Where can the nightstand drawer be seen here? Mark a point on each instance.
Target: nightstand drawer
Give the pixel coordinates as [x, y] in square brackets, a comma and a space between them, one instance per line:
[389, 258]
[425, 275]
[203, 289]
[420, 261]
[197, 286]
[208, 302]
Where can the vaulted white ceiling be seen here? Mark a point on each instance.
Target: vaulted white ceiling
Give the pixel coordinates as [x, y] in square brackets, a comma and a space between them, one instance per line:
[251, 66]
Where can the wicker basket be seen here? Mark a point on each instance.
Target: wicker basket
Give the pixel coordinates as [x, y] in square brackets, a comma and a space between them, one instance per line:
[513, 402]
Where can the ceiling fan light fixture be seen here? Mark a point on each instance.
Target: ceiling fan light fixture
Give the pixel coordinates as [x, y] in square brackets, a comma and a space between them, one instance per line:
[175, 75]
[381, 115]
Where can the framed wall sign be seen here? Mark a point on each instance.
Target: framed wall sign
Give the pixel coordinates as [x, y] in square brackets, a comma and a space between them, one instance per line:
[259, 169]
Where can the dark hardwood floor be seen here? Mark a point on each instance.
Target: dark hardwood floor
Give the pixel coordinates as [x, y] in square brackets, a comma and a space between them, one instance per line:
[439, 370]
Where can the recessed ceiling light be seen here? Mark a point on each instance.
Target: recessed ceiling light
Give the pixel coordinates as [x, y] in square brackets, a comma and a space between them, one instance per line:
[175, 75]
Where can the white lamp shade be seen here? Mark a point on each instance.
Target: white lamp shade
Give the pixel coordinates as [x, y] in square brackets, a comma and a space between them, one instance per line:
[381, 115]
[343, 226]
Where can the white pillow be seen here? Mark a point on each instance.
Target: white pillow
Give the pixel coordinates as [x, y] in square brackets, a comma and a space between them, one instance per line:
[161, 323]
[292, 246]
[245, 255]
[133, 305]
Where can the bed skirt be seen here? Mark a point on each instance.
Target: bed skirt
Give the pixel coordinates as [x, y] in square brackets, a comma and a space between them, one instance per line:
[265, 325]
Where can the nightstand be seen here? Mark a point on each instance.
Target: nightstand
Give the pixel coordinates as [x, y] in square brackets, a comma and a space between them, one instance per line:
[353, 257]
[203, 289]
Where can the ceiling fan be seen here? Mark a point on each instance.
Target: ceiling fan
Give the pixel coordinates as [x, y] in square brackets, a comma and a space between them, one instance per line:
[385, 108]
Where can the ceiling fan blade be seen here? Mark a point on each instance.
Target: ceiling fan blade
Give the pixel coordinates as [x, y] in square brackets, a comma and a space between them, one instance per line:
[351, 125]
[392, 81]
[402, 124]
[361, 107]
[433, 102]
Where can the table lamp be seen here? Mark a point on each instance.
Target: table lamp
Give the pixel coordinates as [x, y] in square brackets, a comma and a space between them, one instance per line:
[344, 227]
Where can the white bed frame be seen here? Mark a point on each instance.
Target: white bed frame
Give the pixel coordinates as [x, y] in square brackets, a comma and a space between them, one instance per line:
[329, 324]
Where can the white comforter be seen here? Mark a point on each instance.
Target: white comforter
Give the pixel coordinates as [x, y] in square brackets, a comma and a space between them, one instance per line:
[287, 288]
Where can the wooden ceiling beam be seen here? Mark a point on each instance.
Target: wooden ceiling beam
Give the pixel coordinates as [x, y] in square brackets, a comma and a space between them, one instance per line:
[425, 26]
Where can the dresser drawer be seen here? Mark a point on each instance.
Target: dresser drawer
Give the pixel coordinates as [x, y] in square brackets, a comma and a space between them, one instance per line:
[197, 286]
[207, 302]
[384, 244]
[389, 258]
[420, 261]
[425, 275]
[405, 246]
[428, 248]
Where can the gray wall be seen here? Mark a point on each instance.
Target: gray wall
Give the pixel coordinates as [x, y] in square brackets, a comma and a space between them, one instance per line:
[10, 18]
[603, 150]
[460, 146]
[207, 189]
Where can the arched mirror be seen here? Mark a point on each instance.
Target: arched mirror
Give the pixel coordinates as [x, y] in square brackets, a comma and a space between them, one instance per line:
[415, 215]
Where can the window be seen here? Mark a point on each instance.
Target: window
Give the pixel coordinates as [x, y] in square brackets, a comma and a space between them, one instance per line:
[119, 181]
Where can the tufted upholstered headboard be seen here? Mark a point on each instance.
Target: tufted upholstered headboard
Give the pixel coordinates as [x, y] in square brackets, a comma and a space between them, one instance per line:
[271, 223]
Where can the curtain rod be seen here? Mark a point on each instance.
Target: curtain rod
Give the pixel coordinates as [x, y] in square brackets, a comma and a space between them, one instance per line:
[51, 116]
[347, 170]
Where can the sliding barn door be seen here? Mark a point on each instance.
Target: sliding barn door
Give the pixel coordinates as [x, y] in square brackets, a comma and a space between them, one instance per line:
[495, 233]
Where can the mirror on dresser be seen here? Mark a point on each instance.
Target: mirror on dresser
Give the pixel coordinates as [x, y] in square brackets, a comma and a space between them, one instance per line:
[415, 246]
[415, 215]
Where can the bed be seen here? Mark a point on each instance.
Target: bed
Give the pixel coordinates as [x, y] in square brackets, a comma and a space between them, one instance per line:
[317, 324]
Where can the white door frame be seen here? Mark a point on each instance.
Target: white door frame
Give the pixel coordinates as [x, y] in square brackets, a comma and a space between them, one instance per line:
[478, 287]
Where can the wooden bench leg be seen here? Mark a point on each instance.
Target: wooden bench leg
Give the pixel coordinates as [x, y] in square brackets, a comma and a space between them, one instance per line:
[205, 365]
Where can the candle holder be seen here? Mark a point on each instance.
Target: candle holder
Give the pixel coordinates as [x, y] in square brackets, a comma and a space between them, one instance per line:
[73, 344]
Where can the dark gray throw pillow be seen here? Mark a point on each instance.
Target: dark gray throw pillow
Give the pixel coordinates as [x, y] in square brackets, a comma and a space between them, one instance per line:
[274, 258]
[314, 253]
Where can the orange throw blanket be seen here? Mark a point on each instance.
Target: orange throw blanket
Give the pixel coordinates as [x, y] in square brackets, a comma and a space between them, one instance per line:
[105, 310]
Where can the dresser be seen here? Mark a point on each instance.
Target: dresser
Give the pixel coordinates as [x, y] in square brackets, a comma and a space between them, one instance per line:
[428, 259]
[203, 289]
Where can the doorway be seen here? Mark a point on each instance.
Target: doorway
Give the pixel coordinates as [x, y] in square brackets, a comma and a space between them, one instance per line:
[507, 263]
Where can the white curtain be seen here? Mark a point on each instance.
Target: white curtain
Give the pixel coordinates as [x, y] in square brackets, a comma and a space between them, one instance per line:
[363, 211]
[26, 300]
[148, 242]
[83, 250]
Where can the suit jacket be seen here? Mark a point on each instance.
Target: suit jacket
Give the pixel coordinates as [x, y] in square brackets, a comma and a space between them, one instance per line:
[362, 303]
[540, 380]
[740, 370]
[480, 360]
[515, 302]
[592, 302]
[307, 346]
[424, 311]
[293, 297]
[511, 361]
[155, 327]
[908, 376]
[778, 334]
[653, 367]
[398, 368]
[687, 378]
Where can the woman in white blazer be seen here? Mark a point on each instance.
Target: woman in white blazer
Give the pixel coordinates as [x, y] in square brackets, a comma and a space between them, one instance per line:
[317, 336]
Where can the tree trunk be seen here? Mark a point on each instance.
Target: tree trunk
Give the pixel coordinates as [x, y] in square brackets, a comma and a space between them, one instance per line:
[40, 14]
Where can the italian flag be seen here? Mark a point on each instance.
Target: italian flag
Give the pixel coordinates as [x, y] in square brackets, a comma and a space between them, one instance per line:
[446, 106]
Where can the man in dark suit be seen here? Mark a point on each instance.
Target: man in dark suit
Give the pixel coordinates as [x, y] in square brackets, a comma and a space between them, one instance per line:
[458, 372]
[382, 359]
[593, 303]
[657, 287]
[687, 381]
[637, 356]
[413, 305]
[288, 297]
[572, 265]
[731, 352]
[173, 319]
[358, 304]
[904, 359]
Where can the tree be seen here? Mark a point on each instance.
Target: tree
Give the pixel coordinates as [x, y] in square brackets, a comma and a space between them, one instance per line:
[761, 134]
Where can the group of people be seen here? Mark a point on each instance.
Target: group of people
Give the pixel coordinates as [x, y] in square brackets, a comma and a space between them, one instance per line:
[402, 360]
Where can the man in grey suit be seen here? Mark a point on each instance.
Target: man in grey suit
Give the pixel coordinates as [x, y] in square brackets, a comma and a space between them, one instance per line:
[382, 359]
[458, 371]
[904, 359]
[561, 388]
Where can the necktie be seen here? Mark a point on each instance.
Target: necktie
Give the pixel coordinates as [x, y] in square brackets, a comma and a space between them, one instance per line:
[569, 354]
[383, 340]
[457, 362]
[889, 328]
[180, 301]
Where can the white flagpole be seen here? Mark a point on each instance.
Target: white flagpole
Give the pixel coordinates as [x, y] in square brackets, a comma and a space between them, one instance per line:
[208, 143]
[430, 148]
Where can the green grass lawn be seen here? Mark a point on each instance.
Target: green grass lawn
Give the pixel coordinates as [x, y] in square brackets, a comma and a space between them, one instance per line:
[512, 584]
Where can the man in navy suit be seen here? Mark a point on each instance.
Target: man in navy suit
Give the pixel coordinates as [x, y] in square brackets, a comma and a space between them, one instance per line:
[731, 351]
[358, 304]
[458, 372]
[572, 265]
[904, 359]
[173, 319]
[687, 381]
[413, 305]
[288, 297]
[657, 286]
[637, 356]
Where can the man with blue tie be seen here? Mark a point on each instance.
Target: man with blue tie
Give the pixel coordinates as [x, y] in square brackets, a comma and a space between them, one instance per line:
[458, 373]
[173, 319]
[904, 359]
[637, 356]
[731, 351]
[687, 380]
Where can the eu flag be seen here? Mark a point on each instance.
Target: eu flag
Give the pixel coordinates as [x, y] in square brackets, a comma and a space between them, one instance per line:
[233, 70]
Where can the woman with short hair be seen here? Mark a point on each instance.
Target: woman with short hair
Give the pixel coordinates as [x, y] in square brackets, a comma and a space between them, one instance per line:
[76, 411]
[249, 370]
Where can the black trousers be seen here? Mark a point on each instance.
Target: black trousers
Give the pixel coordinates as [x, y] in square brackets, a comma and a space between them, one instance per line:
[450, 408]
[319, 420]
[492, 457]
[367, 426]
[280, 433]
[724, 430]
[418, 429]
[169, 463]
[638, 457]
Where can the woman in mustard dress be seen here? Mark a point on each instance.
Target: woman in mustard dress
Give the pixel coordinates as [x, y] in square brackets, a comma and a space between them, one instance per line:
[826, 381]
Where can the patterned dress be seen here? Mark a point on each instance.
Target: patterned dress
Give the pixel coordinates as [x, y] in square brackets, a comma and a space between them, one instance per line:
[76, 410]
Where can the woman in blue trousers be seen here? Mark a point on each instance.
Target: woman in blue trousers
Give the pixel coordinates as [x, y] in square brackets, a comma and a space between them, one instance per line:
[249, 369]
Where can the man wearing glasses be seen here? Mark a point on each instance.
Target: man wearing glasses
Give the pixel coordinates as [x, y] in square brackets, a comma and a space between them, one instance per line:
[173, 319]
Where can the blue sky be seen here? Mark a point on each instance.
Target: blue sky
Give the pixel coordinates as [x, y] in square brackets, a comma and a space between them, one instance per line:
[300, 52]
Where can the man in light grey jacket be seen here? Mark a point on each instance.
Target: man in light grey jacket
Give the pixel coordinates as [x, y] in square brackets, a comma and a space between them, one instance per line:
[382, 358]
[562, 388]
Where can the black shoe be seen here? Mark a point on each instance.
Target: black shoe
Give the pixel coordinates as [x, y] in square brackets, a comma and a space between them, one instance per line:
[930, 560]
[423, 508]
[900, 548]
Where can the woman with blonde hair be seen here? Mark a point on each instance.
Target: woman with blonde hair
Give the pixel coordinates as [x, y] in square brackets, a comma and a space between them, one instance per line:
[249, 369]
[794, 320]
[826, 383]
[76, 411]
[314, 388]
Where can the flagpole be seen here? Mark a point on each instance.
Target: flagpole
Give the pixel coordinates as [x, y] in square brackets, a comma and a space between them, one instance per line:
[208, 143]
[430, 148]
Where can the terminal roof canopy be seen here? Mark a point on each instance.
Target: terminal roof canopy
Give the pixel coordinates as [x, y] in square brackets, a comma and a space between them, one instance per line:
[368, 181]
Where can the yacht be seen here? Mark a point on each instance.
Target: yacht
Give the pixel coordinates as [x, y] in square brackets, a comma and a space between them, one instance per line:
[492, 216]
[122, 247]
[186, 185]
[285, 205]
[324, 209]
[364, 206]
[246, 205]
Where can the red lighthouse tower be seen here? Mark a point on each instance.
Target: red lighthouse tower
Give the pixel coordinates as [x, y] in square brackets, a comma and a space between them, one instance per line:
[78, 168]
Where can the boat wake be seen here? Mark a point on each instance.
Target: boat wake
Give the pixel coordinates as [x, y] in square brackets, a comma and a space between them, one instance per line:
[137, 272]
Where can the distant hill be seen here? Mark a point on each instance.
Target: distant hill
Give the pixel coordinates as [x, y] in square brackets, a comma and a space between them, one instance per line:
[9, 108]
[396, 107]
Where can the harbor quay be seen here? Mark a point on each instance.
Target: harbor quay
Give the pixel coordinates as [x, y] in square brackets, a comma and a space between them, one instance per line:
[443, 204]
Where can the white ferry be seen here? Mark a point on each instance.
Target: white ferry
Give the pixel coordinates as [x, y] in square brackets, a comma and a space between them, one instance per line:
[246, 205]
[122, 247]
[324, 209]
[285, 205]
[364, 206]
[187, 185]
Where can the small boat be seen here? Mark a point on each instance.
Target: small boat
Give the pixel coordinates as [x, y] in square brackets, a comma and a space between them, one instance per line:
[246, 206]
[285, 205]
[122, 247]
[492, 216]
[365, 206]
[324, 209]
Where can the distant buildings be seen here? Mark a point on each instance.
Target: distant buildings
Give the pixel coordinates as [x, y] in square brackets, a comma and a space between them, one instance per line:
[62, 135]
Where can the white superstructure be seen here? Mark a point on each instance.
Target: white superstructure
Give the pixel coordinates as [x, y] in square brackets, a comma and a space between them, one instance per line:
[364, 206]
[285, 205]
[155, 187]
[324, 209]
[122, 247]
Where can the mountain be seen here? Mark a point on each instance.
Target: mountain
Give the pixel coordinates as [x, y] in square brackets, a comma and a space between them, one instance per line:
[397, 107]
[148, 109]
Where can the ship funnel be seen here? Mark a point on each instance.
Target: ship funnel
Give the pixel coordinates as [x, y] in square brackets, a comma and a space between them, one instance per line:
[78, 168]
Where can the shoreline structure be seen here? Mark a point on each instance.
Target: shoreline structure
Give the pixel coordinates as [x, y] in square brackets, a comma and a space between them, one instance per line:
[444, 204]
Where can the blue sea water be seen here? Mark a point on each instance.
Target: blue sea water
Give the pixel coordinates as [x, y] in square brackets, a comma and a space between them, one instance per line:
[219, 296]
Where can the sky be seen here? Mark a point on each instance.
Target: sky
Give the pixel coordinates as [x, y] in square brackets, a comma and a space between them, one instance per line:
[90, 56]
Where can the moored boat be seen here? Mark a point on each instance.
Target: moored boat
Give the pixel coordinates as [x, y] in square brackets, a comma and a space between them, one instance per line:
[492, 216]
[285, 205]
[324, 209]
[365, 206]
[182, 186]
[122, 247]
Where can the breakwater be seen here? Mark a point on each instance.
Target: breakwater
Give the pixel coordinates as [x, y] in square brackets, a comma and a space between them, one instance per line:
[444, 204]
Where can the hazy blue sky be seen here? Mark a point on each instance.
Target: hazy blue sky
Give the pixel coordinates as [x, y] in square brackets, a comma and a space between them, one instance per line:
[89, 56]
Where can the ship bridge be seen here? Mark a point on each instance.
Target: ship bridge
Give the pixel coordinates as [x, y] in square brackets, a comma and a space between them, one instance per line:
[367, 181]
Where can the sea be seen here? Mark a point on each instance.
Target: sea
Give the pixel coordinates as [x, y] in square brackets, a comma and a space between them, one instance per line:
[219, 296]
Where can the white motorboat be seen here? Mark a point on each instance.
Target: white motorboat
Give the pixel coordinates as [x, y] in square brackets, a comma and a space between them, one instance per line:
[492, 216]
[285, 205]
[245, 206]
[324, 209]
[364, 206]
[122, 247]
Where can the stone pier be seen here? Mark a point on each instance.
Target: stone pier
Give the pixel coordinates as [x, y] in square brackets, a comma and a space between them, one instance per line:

________________________

WORK INSTRUCTION = State how many lines of the data above contain the string "curtain", leaving out everything but the number.

SOLUTION TO THE PROBLEM = 4